GEZEIGTER TEXTAUSZUG>
KEN mode – Null
Wo es laut wird, sind KEN mode in der Regel nicht weit. Das Quartett um die Brüder Jesse und Shane Matthewson bricht seit 1999 mit Konventionen sowie mit Erwartungen an Hardcore und Noise Rock. Die letzten zweieinhalb Jahre brachten die kanadischen Veteranen an ihre Grenzen, und so verstehen sie ihr mittlerweile achtes Album als „Dokumentation des Versuchs, nicht auseinanderzufallen“. Im Kampf gegen lähmende Depressionen entstand „Null“, die erste Platte für Artoffact Records und zugleich das erste Werk in der neuen Formation, neben Bassist Scott Hamilton nun durch Kathyrn Kerr (u. a. Saxofon und Synthesizer) ergänzt.

GESPEICHERTE ZEILEN>
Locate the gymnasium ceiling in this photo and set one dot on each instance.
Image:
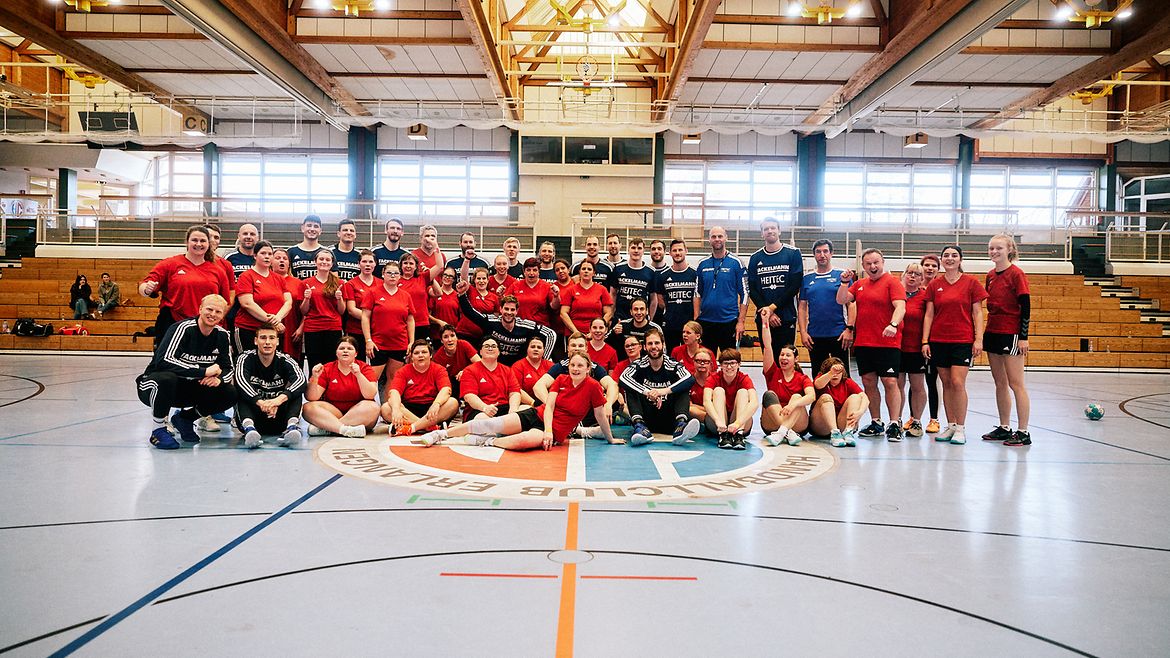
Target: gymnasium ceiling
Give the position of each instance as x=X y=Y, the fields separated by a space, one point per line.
x=728 y=66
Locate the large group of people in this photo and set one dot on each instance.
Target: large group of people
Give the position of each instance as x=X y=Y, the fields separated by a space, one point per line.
x=524 y=354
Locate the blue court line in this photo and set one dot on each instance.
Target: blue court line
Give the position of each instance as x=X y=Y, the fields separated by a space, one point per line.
x=117 y=617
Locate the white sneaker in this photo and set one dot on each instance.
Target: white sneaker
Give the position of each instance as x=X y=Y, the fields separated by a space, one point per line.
x=291 y=438
x=353 y=431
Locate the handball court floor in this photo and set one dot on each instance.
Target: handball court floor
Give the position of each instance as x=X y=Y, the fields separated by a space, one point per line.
x=112 y=548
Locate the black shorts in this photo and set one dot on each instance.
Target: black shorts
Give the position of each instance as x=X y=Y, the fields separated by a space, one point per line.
x=382 y=356
x=913 y=363
x=882 y=361
x=1004 y=344
x=950 y=355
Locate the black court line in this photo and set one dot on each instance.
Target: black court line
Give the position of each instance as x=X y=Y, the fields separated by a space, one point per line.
x=624 y=553
x=40 y=389
x=1127 y=412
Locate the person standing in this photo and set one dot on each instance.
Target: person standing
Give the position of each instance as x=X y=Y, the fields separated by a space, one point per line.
x=775 y=274
x=1005 y=340
x=881 y=304
x=674 y=289
x=303 y=255
x=952 y=336
x=721 y=294
x=826 y=327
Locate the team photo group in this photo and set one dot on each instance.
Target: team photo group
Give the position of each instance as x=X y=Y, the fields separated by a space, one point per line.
x=528 y=353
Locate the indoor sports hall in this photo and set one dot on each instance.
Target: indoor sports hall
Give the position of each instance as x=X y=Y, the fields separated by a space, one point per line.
x=188 y=190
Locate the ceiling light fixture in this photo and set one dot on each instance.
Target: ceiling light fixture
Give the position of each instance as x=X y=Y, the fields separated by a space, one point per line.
x=1087 y=12
x=825 y=11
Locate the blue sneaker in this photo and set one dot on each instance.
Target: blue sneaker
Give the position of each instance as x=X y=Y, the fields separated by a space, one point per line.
x=163 y=439
x=185 y=426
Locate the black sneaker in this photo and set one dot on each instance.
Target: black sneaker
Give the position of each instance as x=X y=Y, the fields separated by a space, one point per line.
x=894 y=431
x=999 y=433
x=1019 y=438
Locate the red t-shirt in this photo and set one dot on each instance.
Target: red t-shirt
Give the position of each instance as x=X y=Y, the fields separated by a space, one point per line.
x=454 y=363
x=342 y=389
x=387 y=319
x=572 y=404
x=417 y=286
x=527 y=376
x=532 y=302
x=912 y=322
x=741 y=381
x=606 y=356
x=785 y=390
x=323 y=314
x=840 y=392
x=491 y=385
x=268 y=292
x=183 y=285
x=875 y=308
x=420 y=388
x=486 y=303
x=1004 y=289
x=355 y=289
x=585 y=304
x=445 y=307
x=954 y=322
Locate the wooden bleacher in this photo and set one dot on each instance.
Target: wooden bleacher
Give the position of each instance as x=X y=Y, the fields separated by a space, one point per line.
x=1065 y=310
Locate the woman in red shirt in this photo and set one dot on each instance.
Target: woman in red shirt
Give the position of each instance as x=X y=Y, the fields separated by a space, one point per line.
x=262 y=297
x=353 y=292
x=530 y=369
x=571 y=397
x=952 y=336
x=730 y=399
x=840 y=403
x=387 y=322
x=483 y=300
x=322 y=310
x=913 y=365
x=293 y=333
x=580 y=303
x=785 y=416
x=183 y=281
x=1005 y=341
x=341 y=395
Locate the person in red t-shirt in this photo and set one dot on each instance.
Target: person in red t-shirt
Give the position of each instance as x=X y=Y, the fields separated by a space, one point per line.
x=419 y=393
x=1005 y=340
x=878 y=342
x=530 y=369
x=488 y=388
x=570 y=399
x=913 y=364
x=183 y=281
x=730 y=399
x=454 y=354
x=580 y=303
x=785 y=403
x=262 y=297
x=840 y=403
x=341 y=395
x=952 y=336
x=322 y=310
x=353 y=292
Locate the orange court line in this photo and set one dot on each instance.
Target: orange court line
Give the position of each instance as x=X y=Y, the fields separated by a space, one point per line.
x=565 y=617
x=501 y=575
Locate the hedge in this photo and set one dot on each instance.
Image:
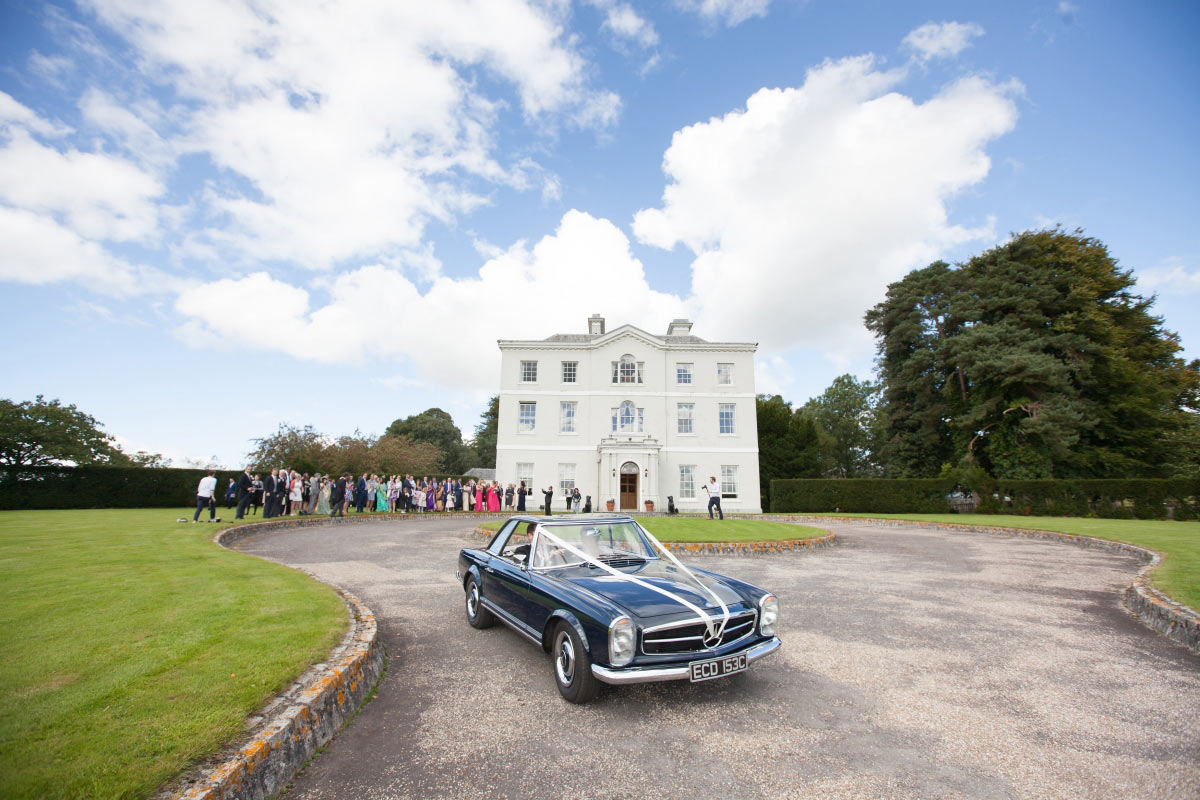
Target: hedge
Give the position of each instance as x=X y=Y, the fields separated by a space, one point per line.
x=103 y=487
x=1116 y=498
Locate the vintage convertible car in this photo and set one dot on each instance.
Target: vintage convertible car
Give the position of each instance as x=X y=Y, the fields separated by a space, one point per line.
x=611 y=606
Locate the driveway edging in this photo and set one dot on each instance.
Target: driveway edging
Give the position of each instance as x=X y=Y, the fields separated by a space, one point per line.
x=294 y=725
x=1150 y=606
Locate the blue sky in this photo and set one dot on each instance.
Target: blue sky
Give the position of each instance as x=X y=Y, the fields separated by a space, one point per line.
x=221 y=216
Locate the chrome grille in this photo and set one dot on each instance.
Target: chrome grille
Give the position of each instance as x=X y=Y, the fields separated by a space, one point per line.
x=689 y=637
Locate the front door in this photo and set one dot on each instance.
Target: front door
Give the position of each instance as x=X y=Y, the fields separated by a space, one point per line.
x=629 y=486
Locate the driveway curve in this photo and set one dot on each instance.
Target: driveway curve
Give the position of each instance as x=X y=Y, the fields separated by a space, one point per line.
x=916 y=663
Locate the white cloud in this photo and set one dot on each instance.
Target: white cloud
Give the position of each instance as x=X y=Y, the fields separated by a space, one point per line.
x=39 y=251
x=803 y=206
x=1173 y=277
x=624 y=23
x=345 y=128
x=731 y=12
x=585 y=266
x=13 y=113
x=102 y=197
x=941 y=40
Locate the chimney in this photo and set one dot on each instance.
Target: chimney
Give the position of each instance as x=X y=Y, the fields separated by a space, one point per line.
x=679 y=328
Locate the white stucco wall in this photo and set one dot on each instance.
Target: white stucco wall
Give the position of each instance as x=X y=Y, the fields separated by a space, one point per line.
x=659 y=450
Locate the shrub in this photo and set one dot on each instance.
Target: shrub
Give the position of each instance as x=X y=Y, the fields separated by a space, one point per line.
x=1116 y=498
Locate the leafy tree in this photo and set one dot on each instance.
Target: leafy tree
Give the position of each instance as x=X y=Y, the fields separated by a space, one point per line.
x=1035 y=359
x=40 y=433
x=787 y=443
x=303 y=449
x=437 y=428
x=844 y=417
x=486 y=431
x=397 y=455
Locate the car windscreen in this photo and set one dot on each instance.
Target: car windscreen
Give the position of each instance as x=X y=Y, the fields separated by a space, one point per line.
x=609 y=542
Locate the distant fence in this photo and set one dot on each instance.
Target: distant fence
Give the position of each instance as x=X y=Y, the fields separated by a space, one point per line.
x=103 y=487
x=1111 y=498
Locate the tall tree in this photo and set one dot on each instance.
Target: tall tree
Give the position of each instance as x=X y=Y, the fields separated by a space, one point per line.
x=437 y=428
x=484 y=445
x=295 y=447
x=787 y=444
x=42 y=433
x=844 y=416
x=1037 y=360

AUFGABEN>
a) Fasse den Absatz im Text zu KEN mode, der mit „Wo es laut wird“ beginnt, als kurze Stichpunktliste zusammen und behalte dabei die wichtigsten Fakten bei.
b) Gib aus dem Text zu KEN mode den Abschnitt zwischen „KEN mode – Null“ und „und Synthesizer) ergänzt.“ einschließlich wortgetreu wieder.
c) Führe den Text zu KEN mode im Anschluss an seinen letzten Satz fort.

ERGEBNISSE>
a)
- KEN mode: kanadisches Quartett um die Brüder Jesse und Shane Matthewson, seit 1999 aktiv
- Bricht mit Konventionen und Erwartungen an Hardcore und Noise Rock
- Die letzten zweieinhalb Jahre brachten die Band an ihre Grenzen
- „Null“: achtes Album, entstanden im Kampf gegen lähmende Depressionen, verstanden als „Dokumentation des Versuchs, nicht auseinanderzufallen“
- Erste Platte für Artoffact Records
- Erstes Werk in neuer Besetzung: neben Bassist Scott Hamilton nun mit Kathyrn Kerr (u. a. Saxofon und Synthesizer)

b)
KEN mode – Null
Wo es laut wird, sind KEN mode in der Regel nicht weit. Das Quartett um die Brüder Jesse und Shane Matthewson bricht seit 1999 mit Konventionen sowie mit Erwartungen an Hardcore und Noise Rock. Die letzten zweieinhalb Jahre brachten die kanadischen Veteranen an ihre Grenzen, und so verstehen sie ihr mittlerweile achtes Album als „Dokumentation des Versuchs, nicht auseinanderzufallen“. Im Kampf gegen lähmende Depressionen entstand „Null“, die erste Platte für Artoffact Records und zugleich das erste Werk in der neuen Formation, neben Bassist Scott Hamilton nun durch Kathyrn Kerr (u. a. Saxofon und Synthesizer) ergänzt.

c)
Kerr drückt der Band sogleich ihren Stempel auf, ist bereits im eröffnenden „A Love Letter“ überaus präsent. Wütende Druckwellen ackern auf vertrautem Grund und beschwören lärmendes Chaos herauf, rundherum zuckt das Saxofon komplett aus und bohrt sich tief in die Gehirnwindungen vor. Das muss man mögen (und aushalten), passt aber irgendwie prima zu KEN mode. Zudem nimmt die Eskalation mit fortlaufender Spieldauer einen dezenten Industrial-Einschlag an und eskaliert.
Noch anstrengender ist eigentlich nur „Lost Grip“. Ob es für diesen Track tatsächlich zehn Minuten gebraucht hätte, sei dahingestellt, doch ziehen die Kanadier die imaginäre Schlinge geschickt enger und nehmen ein wenig Sludge mit in den Mix auf. Speziell die zweite Songhälfte gestaltet sich lauter und dreckiger, der Zusammenbruch ist nah. Im Vergleich dazu kommt „But They Respect My Tactics“ geradlinig rüber, bemüht alte Querverweise auf Converge und zuckt gar nervös. „Throw Your Phone In The River“ fällt hibbelig aus, kann sich kaum auf den Sitzen halten, schlägt wild um sich – die nächste Stufe des absoluten Wahnsinns in aller Kürze.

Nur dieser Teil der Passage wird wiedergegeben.